Each entry below is to be written out exactly, and the pictures are to be left out.
+ + + +
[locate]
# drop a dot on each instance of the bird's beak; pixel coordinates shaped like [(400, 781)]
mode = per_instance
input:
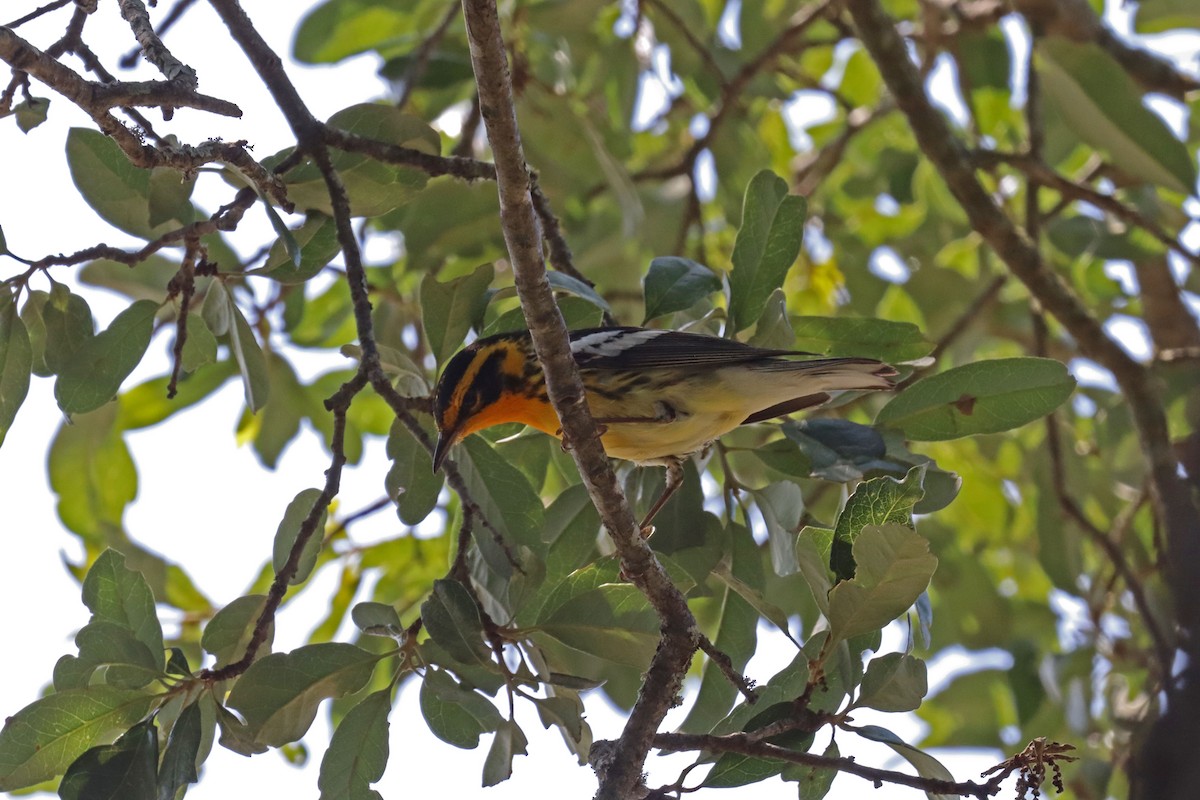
[(445, 439)]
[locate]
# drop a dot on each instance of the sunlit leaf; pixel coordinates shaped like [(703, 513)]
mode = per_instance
[(125, 769), (982, 397), (767, 245), (47, 735), (1103, 106), (451, 618), (95, 371), (448, 308), (675, 283), (358, 751), (454, 713), (894, 683), (16, 361), (280, 693), (894, 566)]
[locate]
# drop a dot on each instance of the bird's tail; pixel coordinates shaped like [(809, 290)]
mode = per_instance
[(816, 378)]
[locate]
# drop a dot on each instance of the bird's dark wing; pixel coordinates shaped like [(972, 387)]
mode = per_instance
[(641, 348)]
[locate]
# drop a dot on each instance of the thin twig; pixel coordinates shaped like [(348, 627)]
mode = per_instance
[(744, 745)]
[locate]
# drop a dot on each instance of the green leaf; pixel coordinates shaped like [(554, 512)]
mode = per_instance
[(126, 661), (877, 501), (148, 404), (291, 402), (280, 693), (507, 500), (894, 566), (178, 767), (411, 480), (201, 347), (93, 474), (783, 507), (449, 308), (16, 361), (676, 283), (126, 769), (291, 246), (30, 113), (115, 594), (565, 710), (774, 329), (982, 397), (592, 612), (813, 548), (563, 282), (894, 683), (228, 632), (286, 535), (43, 738), (767, 245), (925, 764), (372, 187), (95, 372), (35, 328), (453, 620), (117, 190), (509, 743), (869, 338), (377, 619), (1165, 16), (455, 714), (304, 252), (337, 29), (1103, 106), (735, 769), (358, 751), (251, 362)]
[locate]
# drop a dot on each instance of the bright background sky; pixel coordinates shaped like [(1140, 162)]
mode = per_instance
[(214, 509)]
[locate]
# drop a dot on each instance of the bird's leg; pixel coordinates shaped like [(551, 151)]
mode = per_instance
[(675, 480)]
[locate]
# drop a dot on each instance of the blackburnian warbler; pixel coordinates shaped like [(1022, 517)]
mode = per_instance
[(658, 396)]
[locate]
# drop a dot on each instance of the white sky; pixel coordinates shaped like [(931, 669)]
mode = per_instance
[(215, 510)]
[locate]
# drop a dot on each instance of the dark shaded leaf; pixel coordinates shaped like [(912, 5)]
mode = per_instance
[(280, 693), (982, 397), (676, 283), (358, 751), (95, 371)]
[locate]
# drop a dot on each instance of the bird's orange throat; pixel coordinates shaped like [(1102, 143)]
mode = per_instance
[(514, 408)]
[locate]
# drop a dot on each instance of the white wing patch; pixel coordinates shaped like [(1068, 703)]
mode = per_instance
[(606, 344)]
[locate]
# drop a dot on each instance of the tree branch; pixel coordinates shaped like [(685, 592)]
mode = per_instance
[(1168, 769), (1014, 248), (156, 53), (549, 331)]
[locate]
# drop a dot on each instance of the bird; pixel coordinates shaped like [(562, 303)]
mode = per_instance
[(659, 396)]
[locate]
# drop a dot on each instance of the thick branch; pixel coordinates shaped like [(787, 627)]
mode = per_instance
[(522, 235), (99, 97), (1170, 322)]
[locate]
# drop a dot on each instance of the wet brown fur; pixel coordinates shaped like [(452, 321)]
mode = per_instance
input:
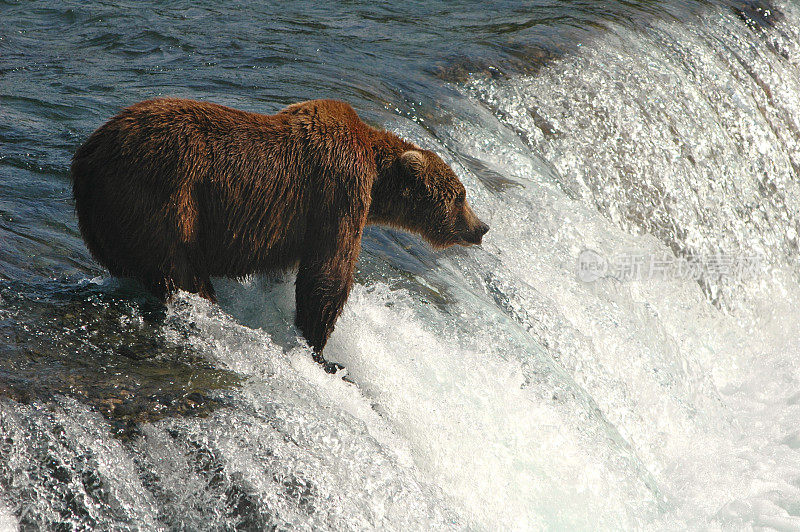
[(172, 192)]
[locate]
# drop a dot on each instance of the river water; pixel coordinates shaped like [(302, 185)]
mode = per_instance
[(500, 387)]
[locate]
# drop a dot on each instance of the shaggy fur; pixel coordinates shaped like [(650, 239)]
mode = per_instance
[(172, 192)]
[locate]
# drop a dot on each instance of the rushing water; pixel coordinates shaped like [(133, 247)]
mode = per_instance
[(487, 388)]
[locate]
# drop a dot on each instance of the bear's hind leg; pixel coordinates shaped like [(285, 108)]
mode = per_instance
[(186, 277)]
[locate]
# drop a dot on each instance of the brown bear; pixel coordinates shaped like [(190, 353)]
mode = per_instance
[(172, 192)]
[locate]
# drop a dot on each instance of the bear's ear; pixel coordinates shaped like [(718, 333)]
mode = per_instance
[(413, 161)]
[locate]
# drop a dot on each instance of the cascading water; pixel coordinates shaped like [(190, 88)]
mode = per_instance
[(487, 388)]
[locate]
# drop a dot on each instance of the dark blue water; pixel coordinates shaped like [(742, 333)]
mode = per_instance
[(488, 388)]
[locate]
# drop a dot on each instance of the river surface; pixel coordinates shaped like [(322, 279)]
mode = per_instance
[(622, 352)]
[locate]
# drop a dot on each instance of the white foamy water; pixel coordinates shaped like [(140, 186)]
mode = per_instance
[(497, 390)]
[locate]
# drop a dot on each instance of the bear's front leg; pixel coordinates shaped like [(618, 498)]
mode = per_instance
[(322, 286)]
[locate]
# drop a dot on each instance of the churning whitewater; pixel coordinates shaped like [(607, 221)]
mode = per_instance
[(487, 388)]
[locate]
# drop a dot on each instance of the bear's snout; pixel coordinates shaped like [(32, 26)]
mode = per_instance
[(475, 236)]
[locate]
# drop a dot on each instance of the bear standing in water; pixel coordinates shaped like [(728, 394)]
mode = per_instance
[(172, 192)]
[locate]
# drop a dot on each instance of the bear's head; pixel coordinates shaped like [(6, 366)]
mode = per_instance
[(421, 193)]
+ + + +
Result of the exercise:
[locate]
# drop a dot on each instance of the bird's beak; pixel coordinates shaped like [(400, 781)]
mode = per_instance
input:
[(445, 439)]
[locate]
# drop a dot on each instance of the sunlit leaf; pixel coordinates shaped like [(703, 513)]
mode = per_instance
[(125, 769), (982, 397), (767, 245), (47, 735), (1103, 106), (451, 618), (95, 371), (448, 308), (675, 283), (358, 751), (454, 713), (894, 683), (16, 361), (280, 693), (894, 566)]
[locate]
# drop a dot on each instance of the bird's tail; pixel coordinates shaped like [(809, 290)]
mode = per_instance
[(816, 378)]
[locate]
# drop a dot on each instance of the bird's dark wing; pixel coordinates shaped like [(972, 387)]
mode = per_instance
[(641, 348)]
[locate]
# drop a dot on each instance of the thin twig; pixel coordinates shaped like [(348, 627)]
mode = per_instance
[(744, 745)]
[locate]
# drop a dot on each instance of the green leaf; pixel coordinates shaped like [(554, 512)]
mode = per_instance
[(126, 661), (877, 501), (148, 404), (291, 402), (280, 693), (507, 500), (894, 566), (178, 767), (411, 480), (201, 347), (93, 474), (783, 507), (449, 308), (16, 361), (676, 283), (126, 769), (291, 246), (30, 113), (115, 594), (565, 710), (774, 329), (982, 397), (592, 612), (813, 548), (563, 282), (894, 683), (228, 632), (286, 535), (43, 738), (767, 245), (925, 764), (372, 187), (95, 372), (35, 328), (453, 620), (117, 190), (509, 743), (869, 338), (377, 619), (1165, 16), (455, 714), (304, 252), (337, 29), (1103, 106), (735, 769), (358, 751), (251, 362)]
[locate]
# drop a dot on each instance of the bright background sky; pixel coordinates shaped like [(1140, 162)]
mode = per_instance
[(214, 509)]
[locate]
# drop a dot on each instance of the bird's leg; pixel coordinates shaped like [(551, 151)]
mode = per_instance
[(675, 480)]
[locate]
# drop a dot on each instance of the blackburnian warbler; pixel coordinates shaped like [(1022, 517)]
mode = per_instance
[(658, 396)]
[locate]
# drop a dot on each instance of the white sky; pixel coordinates shaped like [(931, 669)]
mode = per_instance
[(215, 510)]
[locate]
# drop a dot on each instance of the dark shaded leaf; pixel coordinates shaped like [(912, 5)]
mode = per_instance
[(280, 693), (982, 397), (676, 283), (358, 751), (95, 371)]
[locate]
# drop a dot on each instance of the bird's orange throat; pixel coordinates shaped like [(1102, 143)]
mode = per_instance
[(514, 408)]
[locate]
# drop a dot on each instance of the white wing patch; pixel coordinates shaped like [(1068, 703)]
mode = per_instance
[(606, 344)]
[locate]
# drop a dot on each instance of the tree branch; pixel coordinates shaped like [(685, 592)]
mode = per_instance
[(1168, 769), (1014, 248), (156, 53), (549, 331)]
[locate]
# drop a dot on each instance of the bird; pixel coordinates shaped like [(562, 303)]
mode = per_instance
[(659, 396)]
[locate]
# drop a dot on each instance of the thick branch; pixel coordinates shaped like [(787, 627)]
mode = per_instance
[(522, 235), (99, 97), (1170, 322)]
[locate]
# drop a dot on each instance of the wet brown fur; pixel coordinates shaped like [(452, 321)]
mode = per_instance
input:
[(172, 192)]
[locate]
# drop a dot on each instance of the river water; pixel coordinates shaped like [(302, 185)]
mode = per_instance
[(500, 387)]
[locate]
# drop a dot on each instance of the shaggy fur; pixel coordinates shaped like [(650, 239)]
mode = per_instance
[(172, 192)]
[locate]
# drop a dot on each instance of the rushing water; pixel coordinates shaped like [(133, 247)]
mode = per_instance
[(487, 388)]
[locate]
# drop a dot on each instance of the bear's hind leg; pixel coordinates shaped like [(285, 108)]
mode = per_instance
[(186, 277)]
[locate]
# drop a dot on each instance of the brown bear; pixel coordinates shaped like [(190, 353)]
mode = per_instance
[(172, 192)]
[locate]
# drop a dot on each instance of the bear's ear; pixel coordinates shaped like [(718, 333)]
mode = per_instance
[(413, 161)]
[locate]
# drop a dot on each instance of the cascading water; pixel coordinates shaped like [(190, 88)]
mode = per_instance
[(487, 388)]
[locate]
# drop a dot on each instance of the dark blue water; pixel coordinates shaped like [(742, 333)]
mode = per_instance
[(488, 388)]
[locate]
# drop a dot on each instance of the river surface; pixel coordinates shaped like [(322, 279)]
mode = per_instance
[(622, 352)]
[locate]
# drop a dot on each instance of the white foamy water; pixel coordinates shaped like [(140, 186)]
mode = per_instance
[(497, 390)]
[locate]
# drop a dot on each instance of the bear's front leg; pixel coordinates shaped like [(618, 498)]
mode = per_instance
[(322, 286)]
[locate]
# drop a dot on each instance of the churning whitewater; pixel coordinates shaped like [(607, 221)]
mode = per_instance
[(487, 388)]
[locate]
# drop a dot on each instance of the bear's snout; pixel coordinates shaped like [(32, 26)]
mode = per_instance
[(475, 236)]
[locate]
# drop a dot on each instance of the bear standing in water; pixel coordinates shaped like [(728, 394)]
mode = per_instance
[(172, 192)]
[locate]
# drop a dot on each instance of the bear's head; pixel coordinates shaped like [(6, 366)]
mode = per_instance
[(421, 193)]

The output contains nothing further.